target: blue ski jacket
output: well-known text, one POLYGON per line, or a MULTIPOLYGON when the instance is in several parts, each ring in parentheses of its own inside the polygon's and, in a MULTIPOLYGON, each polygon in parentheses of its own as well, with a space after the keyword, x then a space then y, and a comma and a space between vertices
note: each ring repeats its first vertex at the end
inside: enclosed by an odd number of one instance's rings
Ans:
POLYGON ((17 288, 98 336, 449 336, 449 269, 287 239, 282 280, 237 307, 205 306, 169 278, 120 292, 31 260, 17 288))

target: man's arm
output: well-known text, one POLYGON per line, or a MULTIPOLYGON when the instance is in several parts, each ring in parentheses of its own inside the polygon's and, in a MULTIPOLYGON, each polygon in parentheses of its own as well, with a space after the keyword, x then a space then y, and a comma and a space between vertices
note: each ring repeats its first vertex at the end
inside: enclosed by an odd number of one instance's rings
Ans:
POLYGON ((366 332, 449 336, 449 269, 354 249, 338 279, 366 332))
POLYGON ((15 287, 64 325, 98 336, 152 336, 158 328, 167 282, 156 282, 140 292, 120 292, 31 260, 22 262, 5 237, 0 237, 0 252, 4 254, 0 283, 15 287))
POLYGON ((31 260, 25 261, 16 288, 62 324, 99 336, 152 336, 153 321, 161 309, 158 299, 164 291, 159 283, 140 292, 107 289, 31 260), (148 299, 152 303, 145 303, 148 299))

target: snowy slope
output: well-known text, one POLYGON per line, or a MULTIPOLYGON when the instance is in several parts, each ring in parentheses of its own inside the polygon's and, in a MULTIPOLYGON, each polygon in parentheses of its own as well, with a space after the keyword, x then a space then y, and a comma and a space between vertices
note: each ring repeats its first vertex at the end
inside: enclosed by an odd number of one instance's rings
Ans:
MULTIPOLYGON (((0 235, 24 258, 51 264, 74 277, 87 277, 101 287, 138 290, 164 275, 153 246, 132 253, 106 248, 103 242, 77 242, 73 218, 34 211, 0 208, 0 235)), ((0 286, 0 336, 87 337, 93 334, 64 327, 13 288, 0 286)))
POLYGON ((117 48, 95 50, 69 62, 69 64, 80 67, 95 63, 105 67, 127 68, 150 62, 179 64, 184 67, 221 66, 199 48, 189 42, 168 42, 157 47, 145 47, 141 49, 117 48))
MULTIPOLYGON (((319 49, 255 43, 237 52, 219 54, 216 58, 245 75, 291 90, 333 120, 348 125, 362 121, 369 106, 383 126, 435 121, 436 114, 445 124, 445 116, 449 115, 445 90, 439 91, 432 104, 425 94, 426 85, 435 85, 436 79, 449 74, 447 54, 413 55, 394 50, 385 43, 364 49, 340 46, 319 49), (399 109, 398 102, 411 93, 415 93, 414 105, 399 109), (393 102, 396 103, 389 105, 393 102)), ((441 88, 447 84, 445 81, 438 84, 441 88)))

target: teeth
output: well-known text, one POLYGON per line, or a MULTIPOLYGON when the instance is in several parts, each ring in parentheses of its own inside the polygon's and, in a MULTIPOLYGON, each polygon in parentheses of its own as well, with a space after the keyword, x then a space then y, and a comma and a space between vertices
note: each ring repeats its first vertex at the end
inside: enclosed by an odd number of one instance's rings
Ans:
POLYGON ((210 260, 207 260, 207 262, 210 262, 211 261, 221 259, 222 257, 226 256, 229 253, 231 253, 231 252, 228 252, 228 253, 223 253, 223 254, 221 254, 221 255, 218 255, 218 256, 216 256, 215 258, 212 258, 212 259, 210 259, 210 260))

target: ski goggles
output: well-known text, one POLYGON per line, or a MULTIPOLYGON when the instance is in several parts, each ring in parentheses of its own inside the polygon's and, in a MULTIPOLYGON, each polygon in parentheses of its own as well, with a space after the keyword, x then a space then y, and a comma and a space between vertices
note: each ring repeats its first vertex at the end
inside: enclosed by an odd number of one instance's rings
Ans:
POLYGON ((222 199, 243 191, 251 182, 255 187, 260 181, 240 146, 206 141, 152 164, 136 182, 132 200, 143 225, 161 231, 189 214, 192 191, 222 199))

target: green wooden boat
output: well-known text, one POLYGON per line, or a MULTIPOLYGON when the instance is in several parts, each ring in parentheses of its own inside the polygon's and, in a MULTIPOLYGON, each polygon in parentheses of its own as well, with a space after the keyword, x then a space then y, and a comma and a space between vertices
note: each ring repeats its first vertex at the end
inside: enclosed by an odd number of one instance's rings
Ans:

What to produce> Can you update the data above so that every "well-known text" becomes "WKT" and nothing else changes?

Complete answer>
target: blue ski jacket
output: WKT, one POLYGON per line, or a MULTIPOLYGON when the instance is in several parts, each ring in parentheses of its own inside the polygon's and, in a MULTIPOLYGON, each polygon in parentheses of its own as well, with a space after the keyword, x then a space then y, and a comma and a space between vertices
note: each ring repeats its first vertex at the end
inside: enclosed by an odd number of one instance's rings
Ans:
POLYGON ((17 288, 98 336, 449 336, 449 269, 287 239, 282 280, 237 307, 205 306, 169 278, 120 292, 31 260, 17 288))

target: man's arm
output: WKT, one POLYGON per line, or a MULTIPOLYGON when the instance is in several parts, each ring in parentheses of its own inside the polygon's and, in a MULTIPOLYGON, each polygon in parentheses of its own as well, with a space after the keyword, x then a space then y, and a comma and a space between vertices
note: each ring repeats its first vertex at the end
inside: enclosed by an odd number of one instance's rings
Ans:
POLYGON ((366 332, 449 336, 449 269, 354 249, 338 279, 366 332))
POLYGON ((15 287, 64 325, 98 336, 152 336, 158 328, 167 282, 156 282, 140 292, 120 292, 31 260, 22 262, 5 237, 0 237, 0 252, 4 254, 0 283, 15 287))
POLYGON ((31 260, 25 261, 16 288, 62 324, 99 336, 152 336, 153 321, 161 309, 158 299, 164 291, 159 283, 140 292, 107 289, 31 260), (148 299, 152 303, 145 303, 148 299))

target: snowy slope
output: WKT, one POLYGON per line, or a MULTIPOLYGON when the instance is in several parts, each ring in parentheses of its own inside the polygon's and, in a MULTIPOLYGON, each polygon in parentheses of its own as well, with a space after the keyword, x then a space then y, and a comma and a space between vertices
note: each ring repeats its first vertex at the end
inside: enclosed by an odd number of one instance's rings
Ans:
MULTIPOLYGON (((0 235, 24 258, 51 264, 74 277, 87 277, 101 287, 138 290, 164 275, 153 246, 132 253, 106 248, 103 242, 77 242, 73 218, 34 211, 0 208, 0 235)), ((0 286, 0 336, 87 337, 93 334, 64 327, 13 288, 0 286)))
POLYGON ((117 48, 95 50, 69 62, 69 64, 80 67, 95 63, 105 67, 127 68, 150 62, 179 64, 184 67, 221 66, 199 48, 189 42, 168 42, 157 47, 145 47, 141 49, 117 48))
MULTIPOLYGON (((319 49, 255 43, 237 52, 219 54, 216 58, 245 75, 291 90, 333 120, 348 125, 362 121, 369 106, 383 126, 435 121, 436 114, 445 124, 445 116, 449 115, 445 90, 439 91, 432 104, 425 94, 426 85, 435 85, 436 79, 449 74, 447 54, 413 55, 394 50, 385 43, 364 49, 340 46, 319 49), (399 109, 398 102, 411 93, 415 93, 414 105, 399 109), (393 102, 396 103, 389 105, 393 102)), ((441 88, 447 84, 445 81, 438 84, 441 88)))

target: teeth
output: WKT, one POLYGON per line, or a MULTIPOLYGON when the instance is in several parts, each ring in parentheses of its own inside the polygon's and, in a MULTIPOLYGON, each polygon in parentheses of its own as well, with a space after the keyword, x then a space then y, and a comma and a space between vertices
note: each ring repeats its first vertex at the end
inside: enclosed by an odd number of one instance's rings
Ans:
POLYGON ((210 260, 207 260, 207 262, 210 262, 211 261, 221 259, 222 257, 226 256, 229 253, 231 253, 231 252, 228 252, 228 253, 223 253, 223 254, 221 254, 221 255, 218 255, 218 256, 216 256, 215 258, 212 258, 212 259, 210 259, 210 260))

target: ski goggles
output: WKT, one POLYGON per line, or a MULTIPOLYGON when the instance is in several parts, each ring in parentheses of its own inside the polygon's and, in a MULTIPOLYGON, each polygon in parentheses of its own as well, with a space after the keyword, x then a space then y, and a comma and a space between vertices
note: each ring repeats its first vertex at the end
inside: enclosed by an odd number of one instance's rings
Ans:
POLYGON ((222 199, 243 191, 251 182, 255 187, 260 181, 240 146, 206 141, 152 164, 136 182, 132 200, 143 225, 161 231, 189 214, 192 191, 222 199))

target: green wooden boat
output: WKT, one POLYGON per line, or a MULTIPOLYGON when the instance is in several parts, each ring in parentheses of its own inside the polygon's and, in a MULTIPOLYGON, each polygon in parentheses of its own as well, with a space after the keyword, x then a space then y, and a comma and a space between vertices
note: each ring repeats its first vertex at the end
inside: enclosed by an odd number of one instance's rings
Ans:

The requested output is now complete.